--- Supplied records Enclosed Below ---
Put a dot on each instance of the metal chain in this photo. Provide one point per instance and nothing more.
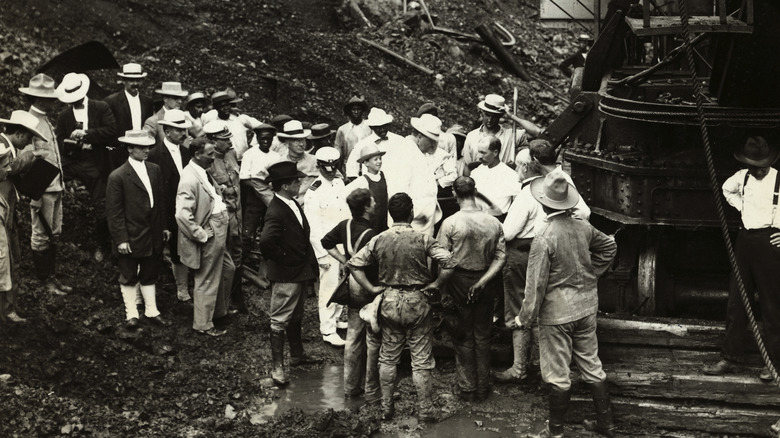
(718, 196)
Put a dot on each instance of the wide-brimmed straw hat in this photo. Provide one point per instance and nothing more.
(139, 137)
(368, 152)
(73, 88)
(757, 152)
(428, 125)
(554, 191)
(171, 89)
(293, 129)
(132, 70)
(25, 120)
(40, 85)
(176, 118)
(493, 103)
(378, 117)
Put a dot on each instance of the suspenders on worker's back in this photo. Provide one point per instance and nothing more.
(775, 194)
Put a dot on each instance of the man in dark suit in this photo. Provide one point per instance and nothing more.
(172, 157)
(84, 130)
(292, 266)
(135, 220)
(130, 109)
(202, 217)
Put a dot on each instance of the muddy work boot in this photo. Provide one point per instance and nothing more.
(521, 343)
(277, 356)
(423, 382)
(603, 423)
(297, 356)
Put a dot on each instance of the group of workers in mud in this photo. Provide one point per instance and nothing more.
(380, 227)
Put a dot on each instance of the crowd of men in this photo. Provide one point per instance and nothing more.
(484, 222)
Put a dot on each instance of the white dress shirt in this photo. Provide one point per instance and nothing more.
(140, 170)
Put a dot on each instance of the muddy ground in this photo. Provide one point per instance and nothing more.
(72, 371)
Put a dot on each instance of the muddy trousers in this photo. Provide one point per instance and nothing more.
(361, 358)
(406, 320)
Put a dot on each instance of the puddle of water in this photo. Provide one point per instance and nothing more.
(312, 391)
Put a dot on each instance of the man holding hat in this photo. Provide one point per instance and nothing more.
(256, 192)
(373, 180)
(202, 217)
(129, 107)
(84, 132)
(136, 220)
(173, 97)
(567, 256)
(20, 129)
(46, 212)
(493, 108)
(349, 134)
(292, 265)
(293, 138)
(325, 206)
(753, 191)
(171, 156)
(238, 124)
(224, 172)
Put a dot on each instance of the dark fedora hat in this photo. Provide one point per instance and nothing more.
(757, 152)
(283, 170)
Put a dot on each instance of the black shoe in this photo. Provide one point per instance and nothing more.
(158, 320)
--- End of Enclosed Supplied records ---
## Instructions to follow
Go through the entries and retype each one exactly, skipping any image.

## Task solution
Put a dot on each instance of the metal chain in this photo. Provide one point per instance and nothing more.
(718, 196)
Put a dot on each instance of the wide-brimmed straw hat in this photo. Provide one point per instance and nothing more.
(139, 137)
(368, 152)
(73, 88)
(757, 152)
(428, 125)
(554, 191)
(171, 89)
(293, 129)
(132, 70)
(25, 120)
(40, 85)
(176, 118)
(493, 103)
(378, 117)
Put a dot on each instance of the suspenders on worker's back in this photo. Provide one point per instance and nothing more.
(775, 194)
Put a dot on each instance of the man in dark suit in this photo. Provide one point per instance and nothing more.
(172, 157)
(84, 130)
(292, 266)
(135, 220)
(130, 109)
(202, 217)
Put a dot on each instance of the muddy work boot in this photo. Provide one point per instance and nothing more.
(521, 343)
(277, 356)
(423, 382)
(603, 423)
(297, 356)
Put a dot on each instance of the group of workers in mud in this photo. Provide one point per instance and nothing more.
(380, 227)
Put a dot on each instance of the crowd of men in this photo. Provide one point per instance and nothing more.
(484, 222)
Put a dot on each instance of the white dress shirt in this photo. Provide one point per instance and nothing more.
(140, 170)
Put a dot on each instance of the muddy ground in this photo. Provide one point per instance and nothing more.
(72, 371)
Put a dot on each instance of the muddy trousers in this photo. Provide one point per instance and nothing more.
(361, 358)
(406, 320)
Put a dot on each instance of the puddle of water in this photo. Provide one point per instance and nothing more.
(312, 391)
Put a dot on each instance of the man holding hat in this photo. Provide one point per instance and nothing more.
(256, 192)
(373, 180)
(202, 217)
(129, 107)
(84, 132)
(136, 220)
(173, 97)
(567, 256)
(20, 129)
(46, 212)
(493, 108)
(349, 134)
(292, 265)
(293, 138)
(325, 206)
(753, 191)
(171, 156)
(238, 124)
(224, 172)
Put a dot on each instance of the dark fedora hat in this photo. Provide one point per instance and nothing more.
(757, 152)
(283, 170)
Put a dot on each instance of the black shoe in this photo. Provide one point per instance and nothing more.
(158, 320)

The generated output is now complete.